READING TEXT:
=======
Improved induction var and range analysis around types.

Rationale:
Lots of code should not depend on int only. This CL generalizes
the kinds of types that can be optimized after analysis. As part
of the CL, however, a minor cleanup regarding type safety of the
stored induction var analysis results is required. This further
improved our int benchmark, and brings the long benchmark up-to-par.

Test: m test-art-host-run-test
Change-Id: I5dfb623dabf9113de90c2f6da99328dda8f8b60b

1 files changed, 100 insertions, 93 deletions

diff --git a/compiler/optimizing/induction_var_range.cc b/compiler/optimizing/induction_var_range.cc
index 7bcc3845e7..d5c4c2fa69 100644
--- a/compiler/optimizing/induction_var_range.cc
+++ b/compiler/optimizing/induction_var_range.cc
@@ -169,8 +169,8 @@ static InductionVarRange::Value CorrectForType(InductionVarRange::Value v, Primi
     case Primitive::kPrimByte: {
       // Constants within range only.
=======
DATA EXCERPTS:
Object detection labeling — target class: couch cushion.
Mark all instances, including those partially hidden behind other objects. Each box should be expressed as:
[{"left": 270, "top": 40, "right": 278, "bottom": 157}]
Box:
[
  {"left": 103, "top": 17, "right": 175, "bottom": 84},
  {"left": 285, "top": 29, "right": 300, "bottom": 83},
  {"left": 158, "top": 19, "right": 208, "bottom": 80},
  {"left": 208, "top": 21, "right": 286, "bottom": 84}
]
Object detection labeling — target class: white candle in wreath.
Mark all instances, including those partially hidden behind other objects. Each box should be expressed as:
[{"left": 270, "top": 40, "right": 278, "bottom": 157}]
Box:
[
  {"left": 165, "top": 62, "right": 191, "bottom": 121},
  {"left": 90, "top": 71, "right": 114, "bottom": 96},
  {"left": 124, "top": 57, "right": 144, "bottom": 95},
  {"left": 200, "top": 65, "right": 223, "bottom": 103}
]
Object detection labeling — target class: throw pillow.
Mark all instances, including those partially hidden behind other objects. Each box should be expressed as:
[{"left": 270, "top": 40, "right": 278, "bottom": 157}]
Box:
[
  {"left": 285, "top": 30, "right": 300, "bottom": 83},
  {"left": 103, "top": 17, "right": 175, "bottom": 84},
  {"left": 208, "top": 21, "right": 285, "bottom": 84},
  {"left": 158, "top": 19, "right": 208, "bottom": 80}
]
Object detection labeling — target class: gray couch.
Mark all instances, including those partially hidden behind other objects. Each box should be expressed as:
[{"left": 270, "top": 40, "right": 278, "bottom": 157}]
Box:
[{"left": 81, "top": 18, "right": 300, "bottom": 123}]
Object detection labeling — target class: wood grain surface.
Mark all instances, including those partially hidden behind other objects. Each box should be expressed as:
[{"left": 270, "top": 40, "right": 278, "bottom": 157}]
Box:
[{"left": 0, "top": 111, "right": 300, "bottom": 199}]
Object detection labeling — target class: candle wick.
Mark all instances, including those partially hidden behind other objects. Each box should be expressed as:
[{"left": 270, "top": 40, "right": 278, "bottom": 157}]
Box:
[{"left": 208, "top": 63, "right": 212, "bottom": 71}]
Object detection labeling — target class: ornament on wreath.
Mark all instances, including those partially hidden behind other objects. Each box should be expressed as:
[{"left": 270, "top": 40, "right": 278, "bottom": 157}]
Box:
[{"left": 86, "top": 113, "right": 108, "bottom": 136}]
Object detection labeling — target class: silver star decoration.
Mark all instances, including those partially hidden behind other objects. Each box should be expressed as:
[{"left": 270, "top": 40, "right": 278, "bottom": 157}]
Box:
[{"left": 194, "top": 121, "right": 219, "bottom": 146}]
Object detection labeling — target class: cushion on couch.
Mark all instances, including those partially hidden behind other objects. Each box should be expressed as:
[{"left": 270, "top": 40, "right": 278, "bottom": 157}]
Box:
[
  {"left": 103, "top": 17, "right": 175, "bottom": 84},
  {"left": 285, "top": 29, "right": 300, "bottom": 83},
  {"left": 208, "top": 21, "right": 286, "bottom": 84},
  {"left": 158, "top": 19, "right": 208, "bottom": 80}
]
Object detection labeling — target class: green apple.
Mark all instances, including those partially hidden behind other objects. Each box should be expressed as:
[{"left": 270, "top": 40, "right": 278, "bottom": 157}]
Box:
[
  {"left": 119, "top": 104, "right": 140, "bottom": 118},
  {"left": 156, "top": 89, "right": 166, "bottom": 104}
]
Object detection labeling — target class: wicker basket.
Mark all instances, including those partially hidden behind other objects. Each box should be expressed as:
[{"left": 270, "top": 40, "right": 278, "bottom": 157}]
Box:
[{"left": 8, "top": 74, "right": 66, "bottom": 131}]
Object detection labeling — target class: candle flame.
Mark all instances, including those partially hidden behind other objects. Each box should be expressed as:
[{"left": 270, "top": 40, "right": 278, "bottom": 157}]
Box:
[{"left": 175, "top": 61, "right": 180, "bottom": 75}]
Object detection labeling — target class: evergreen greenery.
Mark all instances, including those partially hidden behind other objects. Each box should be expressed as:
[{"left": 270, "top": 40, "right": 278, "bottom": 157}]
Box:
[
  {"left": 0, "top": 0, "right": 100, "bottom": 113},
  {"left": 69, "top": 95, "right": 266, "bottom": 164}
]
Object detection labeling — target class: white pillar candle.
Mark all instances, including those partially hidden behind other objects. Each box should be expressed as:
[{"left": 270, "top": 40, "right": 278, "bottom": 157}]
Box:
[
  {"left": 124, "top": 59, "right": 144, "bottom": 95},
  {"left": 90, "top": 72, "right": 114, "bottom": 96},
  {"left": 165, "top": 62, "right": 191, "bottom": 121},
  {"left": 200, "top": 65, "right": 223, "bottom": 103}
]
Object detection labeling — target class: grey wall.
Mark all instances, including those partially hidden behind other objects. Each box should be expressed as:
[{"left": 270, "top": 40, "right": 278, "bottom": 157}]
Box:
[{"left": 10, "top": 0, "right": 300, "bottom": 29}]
=======
WHAT TO DO:
a – Name every label followed by a colon in the message part of the induction-variable commit, leaving out the diff.
b – Proceed with the induction-variable commit from its final line.

IN RESPONSE:
a – Rationale, Test, Change-Id

b –
       // TODO: maybe some room for improvement, like allowing widening conversions
-      const int32_t min = Primitive::MinValueOfIntegralType(type);
-      const int32_t max = Primitive::MaxValueOfIntegralType(type);
+      int32_t min = Primitive::MinValueOfIntegralType(type);
+      int32_t max = Primitive::MaxValueOfIntegralType(type);
       return (IsConstantValue(v) && min <= v.b_constant && v.b_constant <= max)
           ? v
           : InductionVarRange::Value();
@@ -551,7 +551,7 @@ InductionVarRange::Value InductionVarRange::GetPolynomial(HInductionVarAnalysis:
   int64_t b = 0;
   if (IsConstant(info->op_a->op_a, kExact, &a) && CanLongValueFitIntoInt(a) && a >= 0 &&
       IsConstant(info->op_a->op_b, kExact, &b) && CanLongValueFitIntoInt(b) && b >= 0) {
-    // Evaluate bounds on sum_i=0^m-1(a * i + b) + c with a,b >= 0 for known
+    // Evaluate bounds on sum_i=0^m-1(a * i + b) + c with a,b >= 0 for
     // maximum index value m as a * (m * (m-1)) / 2 + b * m + c.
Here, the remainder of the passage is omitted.